▸ Instruction
Revise the lines from the one containing "drawmask --target bare" through the one containing "MULTIPOLYGON (((36 54, 32", inclusive, so that "bare branch" becomes "leafless branch" and nothing else changes. Return only those lines.

▸ Dataset content
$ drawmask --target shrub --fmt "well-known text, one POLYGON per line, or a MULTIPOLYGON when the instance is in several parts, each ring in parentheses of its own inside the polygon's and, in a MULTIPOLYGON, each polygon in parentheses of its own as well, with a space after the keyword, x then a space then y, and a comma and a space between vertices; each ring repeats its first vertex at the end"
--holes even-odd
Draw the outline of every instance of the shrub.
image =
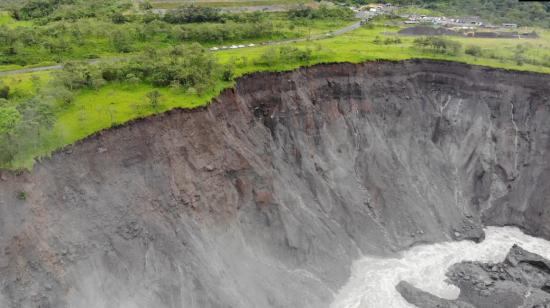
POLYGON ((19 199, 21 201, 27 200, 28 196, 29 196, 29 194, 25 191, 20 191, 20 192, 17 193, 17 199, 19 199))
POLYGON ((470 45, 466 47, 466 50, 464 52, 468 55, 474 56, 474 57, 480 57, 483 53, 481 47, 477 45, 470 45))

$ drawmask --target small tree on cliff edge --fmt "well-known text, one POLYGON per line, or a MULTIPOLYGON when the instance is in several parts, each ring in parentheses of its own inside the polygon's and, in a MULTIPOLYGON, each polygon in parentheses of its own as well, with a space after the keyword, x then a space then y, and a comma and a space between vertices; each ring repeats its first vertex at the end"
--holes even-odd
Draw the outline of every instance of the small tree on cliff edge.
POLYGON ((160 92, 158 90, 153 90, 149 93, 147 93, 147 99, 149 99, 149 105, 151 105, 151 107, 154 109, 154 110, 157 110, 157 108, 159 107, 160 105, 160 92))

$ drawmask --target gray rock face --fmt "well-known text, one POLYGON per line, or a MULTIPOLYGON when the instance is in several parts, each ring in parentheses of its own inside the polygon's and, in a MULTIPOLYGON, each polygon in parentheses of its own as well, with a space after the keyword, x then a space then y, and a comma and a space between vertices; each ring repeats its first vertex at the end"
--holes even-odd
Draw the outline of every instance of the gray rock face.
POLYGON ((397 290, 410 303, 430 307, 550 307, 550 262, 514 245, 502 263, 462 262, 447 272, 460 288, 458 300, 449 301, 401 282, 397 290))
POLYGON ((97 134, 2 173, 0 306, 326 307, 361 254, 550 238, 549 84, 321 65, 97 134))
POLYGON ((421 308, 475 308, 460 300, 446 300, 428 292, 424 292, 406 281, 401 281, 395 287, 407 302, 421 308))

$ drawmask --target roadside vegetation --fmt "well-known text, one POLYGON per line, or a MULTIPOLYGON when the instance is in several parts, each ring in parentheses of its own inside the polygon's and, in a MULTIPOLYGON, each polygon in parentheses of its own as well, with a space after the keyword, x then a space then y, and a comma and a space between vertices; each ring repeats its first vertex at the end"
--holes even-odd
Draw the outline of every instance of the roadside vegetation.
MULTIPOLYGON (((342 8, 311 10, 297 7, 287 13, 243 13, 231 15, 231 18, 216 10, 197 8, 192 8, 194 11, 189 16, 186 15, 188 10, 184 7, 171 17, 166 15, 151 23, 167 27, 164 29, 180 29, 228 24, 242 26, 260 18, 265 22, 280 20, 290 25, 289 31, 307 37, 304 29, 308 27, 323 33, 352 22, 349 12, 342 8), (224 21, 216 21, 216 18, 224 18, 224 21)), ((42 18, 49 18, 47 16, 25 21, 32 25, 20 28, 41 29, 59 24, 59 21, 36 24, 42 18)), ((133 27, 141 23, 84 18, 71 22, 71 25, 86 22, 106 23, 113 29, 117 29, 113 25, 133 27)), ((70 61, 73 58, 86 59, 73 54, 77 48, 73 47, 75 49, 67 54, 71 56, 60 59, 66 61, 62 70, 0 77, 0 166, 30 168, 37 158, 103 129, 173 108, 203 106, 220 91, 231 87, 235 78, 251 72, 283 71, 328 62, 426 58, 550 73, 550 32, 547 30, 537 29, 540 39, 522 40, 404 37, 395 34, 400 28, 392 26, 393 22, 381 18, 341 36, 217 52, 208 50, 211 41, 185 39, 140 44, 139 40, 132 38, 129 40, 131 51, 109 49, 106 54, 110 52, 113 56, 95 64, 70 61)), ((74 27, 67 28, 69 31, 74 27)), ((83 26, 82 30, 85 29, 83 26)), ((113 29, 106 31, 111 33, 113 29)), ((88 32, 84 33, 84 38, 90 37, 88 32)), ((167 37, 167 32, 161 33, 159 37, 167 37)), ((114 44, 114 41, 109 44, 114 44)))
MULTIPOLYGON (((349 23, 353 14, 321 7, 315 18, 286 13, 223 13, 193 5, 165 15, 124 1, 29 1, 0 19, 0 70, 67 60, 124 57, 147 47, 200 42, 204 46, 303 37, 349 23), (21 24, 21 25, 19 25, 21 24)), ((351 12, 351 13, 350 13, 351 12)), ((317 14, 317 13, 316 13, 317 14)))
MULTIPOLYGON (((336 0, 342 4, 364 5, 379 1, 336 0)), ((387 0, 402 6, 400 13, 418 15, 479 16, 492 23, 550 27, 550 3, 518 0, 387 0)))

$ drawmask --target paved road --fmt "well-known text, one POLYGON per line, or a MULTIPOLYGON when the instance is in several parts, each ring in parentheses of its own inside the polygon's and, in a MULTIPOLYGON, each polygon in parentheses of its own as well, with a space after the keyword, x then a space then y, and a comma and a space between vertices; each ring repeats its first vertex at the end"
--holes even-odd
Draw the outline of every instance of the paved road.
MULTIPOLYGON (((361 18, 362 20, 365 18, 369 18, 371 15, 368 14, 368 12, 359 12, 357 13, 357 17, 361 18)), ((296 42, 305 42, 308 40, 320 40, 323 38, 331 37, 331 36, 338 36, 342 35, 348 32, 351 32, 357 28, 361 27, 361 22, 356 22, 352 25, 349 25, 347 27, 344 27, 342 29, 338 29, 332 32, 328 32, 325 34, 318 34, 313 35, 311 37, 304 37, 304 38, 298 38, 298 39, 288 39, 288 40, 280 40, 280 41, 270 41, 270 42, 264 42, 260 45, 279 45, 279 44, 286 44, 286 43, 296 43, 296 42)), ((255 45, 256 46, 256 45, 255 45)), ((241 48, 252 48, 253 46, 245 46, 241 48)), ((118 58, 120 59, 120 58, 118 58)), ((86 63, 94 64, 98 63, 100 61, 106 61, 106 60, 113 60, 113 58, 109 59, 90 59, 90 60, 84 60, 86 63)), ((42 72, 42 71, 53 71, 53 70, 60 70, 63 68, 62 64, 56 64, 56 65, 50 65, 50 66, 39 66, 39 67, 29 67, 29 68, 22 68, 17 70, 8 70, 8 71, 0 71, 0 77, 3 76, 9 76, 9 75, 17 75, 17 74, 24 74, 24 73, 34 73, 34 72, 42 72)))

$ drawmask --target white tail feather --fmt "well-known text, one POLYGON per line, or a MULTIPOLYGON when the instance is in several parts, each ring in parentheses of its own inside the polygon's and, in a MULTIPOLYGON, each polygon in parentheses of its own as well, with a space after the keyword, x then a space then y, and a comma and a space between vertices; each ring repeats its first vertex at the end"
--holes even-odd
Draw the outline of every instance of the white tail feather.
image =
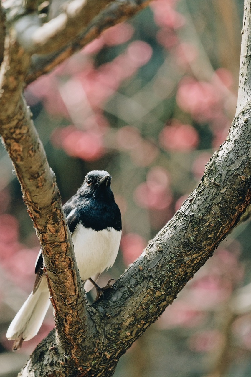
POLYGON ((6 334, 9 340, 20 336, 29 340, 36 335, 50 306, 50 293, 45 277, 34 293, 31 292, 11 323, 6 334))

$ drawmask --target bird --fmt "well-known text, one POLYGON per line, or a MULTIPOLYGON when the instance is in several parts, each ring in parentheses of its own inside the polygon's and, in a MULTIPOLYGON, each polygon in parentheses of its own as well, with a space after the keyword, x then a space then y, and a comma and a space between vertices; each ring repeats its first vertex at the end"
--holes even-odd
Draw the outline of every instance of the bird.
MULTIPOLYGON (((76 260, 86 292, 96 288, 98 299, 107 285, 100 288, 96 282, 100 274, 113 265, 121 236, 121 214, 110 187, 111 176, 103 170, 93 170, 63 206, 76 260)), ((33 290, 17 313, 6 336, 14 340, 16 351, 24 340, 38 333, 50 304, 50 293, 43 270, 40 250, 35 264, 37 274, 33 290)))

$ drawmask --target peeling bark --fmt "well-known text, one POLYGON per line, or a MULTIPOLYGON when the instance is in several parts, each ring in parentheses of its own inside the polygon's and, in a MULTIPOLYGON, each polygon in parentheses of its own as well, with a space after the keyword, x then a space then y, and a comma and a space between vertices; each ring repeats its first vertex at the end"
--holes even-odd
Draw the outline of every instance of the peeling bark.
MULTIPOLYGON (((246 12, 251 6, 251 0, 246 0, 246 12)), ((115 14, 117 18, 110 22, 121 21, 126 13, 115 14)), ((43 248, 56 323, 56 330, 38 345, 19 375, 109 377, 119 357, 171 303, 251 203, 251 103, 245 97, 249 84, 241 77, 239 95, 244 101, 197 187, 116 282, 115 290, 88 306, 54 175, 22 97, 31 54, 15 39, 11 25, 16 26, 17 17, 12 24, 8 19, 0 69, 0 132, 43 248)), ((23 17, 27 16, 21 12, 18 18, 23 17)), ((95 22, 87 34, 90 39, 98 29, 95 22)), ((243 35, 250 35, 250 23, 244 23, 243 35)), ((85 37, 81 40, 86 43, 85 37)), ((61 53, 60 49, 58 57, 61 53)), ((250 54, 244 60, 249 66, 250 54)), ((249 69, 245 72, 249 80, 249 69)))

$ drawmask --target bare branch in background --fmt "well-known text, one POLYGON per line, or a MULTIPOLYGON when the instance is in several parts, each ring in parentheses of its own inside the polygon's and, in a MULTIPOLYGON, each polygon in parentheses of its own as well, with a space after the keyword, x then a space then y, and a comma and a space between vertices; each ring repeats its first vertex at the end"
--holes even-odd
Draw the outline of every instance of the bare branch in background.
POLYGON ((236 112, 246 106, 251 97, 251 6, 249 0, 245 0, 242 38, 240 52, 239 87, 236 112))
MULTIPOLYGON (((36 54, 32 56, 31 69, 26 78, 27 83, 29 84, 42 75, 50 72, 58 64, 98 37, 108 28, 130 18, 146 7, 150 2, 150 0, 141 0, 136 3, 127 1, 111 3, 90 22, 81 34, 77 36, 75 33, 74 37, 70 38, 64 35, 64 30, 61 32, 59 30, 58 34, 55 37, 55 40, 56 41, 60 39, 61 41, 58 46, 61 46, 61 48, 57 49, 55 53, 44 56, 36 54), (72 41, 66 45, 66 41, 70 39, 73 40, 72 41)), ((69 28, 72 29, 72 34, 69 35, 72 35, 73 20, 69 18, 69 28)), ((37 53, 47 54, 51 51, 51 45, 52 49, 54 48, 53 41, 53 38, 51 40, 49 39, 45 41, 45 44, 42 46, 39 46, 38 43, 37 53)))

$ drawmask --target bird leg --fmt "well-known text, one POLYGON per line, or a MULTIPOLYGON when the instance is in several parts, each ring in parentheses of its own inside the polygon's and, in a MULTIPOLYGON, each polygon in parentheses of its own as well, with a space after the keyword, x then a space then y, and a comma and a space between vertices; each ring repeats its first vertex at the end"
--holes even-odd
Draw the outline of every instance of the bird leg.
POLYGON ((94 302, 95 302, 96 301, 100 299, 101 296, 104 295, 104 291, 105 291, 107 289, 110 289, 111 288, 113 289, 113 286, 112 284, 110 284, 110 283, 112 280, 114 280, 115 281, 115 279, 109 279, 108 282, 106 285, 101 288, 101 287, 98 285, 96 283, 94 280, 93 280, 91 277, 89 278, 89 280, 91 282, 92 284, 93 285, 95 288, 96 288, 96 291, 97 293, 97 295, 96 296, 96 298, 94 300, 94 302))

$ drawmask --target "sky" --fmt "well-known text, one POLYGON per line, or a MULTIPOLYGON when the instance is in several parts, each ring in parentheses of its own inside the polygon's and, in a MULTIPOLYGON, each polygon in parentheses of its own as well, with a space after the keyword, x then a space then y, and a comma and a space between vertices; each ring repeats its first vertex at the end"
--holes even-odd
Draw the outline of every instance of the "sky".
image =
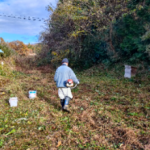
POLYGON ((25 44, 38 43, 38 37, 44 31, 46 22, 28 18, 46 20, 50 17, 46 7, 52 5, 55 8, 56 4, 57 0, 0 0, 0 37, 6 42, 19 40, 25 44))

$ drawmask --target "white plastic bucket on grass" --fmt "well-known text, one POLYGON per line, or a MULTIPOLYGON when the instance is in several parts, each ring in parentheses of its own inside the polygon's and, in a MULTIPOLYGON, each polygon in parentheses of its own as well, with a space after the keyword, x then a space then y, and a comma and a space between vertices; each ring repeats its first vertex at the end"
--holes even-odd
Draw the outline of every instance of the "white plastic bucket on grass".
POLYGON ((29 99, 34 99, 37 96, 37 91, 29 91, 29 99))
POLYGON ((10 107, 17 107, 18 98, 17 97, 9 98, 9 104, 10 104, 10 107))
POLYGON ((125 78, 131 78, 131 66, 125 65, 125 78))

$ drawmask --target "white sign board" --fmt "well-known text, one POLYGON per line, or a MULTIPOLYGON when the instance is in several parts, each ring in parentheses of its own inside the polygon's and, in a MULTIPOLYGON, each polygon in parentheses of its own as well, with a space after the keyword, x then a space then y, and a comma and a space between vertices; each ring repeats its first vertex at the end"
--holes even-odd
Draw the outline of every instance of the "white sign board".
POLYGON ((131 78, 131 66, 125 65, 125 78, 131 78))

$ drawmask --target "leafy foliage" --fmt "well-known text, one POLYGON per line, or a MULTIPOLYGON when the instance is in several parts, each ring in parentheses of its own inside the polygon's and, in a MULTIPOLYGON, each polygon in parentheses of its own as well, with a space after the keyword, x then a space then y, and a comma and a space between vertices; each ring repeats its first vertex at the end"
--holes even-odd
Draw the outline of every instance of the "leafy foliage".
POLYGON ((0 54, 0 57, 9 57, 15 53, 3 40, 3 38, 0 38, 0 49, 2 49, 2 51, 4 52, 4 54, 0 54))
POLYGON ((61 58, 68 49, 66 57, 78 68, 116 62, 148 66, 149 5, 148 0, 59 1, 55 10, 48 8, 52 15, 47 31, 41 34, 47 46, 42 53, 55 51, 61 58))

▸ Correct answer
$ drawmask --target leafless branch in background --fmt "well-known text, one POLYGON per line, or a MULTIPOLYGON when the instance is in several parts, each ring in parentheses of its own inside the polygon's and, in a MULTIPOLYGON, each polygon in parentheses of its own as well, with a space after the keyword, x then a space then y, and a comma and a space between vertices; each ring repeats its first vertex at the end"
--holes even-odd
Draw the outline of every instance of the leafless branch in background.
POLYGON ((236 112, 246 106, 251 97, 251 6, 249 0, 245 0, 242 38, 240 52, 239 87, 236 112))
MULTIPOLYGON (((36 54, 32 56, 31 69, 26 78, 27 83, 29 84, 42 75, 50 72, 58 64, 98 37, 108 28, 130 18, 146 7, 150 2, 150 0, 141 0, 136 3, 127 1, 111 3, 90 22, 81 34, 77 36, 75 33, 74 37, 70 38, 64 35, 64 30, 61 32, 59 30, 58 34, 55 37, 55 40, 56 41, 60 39, 61 41, 58 46, 61 46, 61 48, 57 49, 55 53, 44 56, 36 54), (72 41, 66 45, 66 41, 70 39, 73 40, 72 41)), ((69 28, 72 29, 72 34, 69 35, 72 35, 73 20, 69 18, 69 28)), ((37 53, 47 54, 51 51, 51 45, 52 49, 54 48, 53 41, 53 38, 51 40, 49 39, 45 41, 45 44, 42 46, 39 46, 38 43, 37 53)))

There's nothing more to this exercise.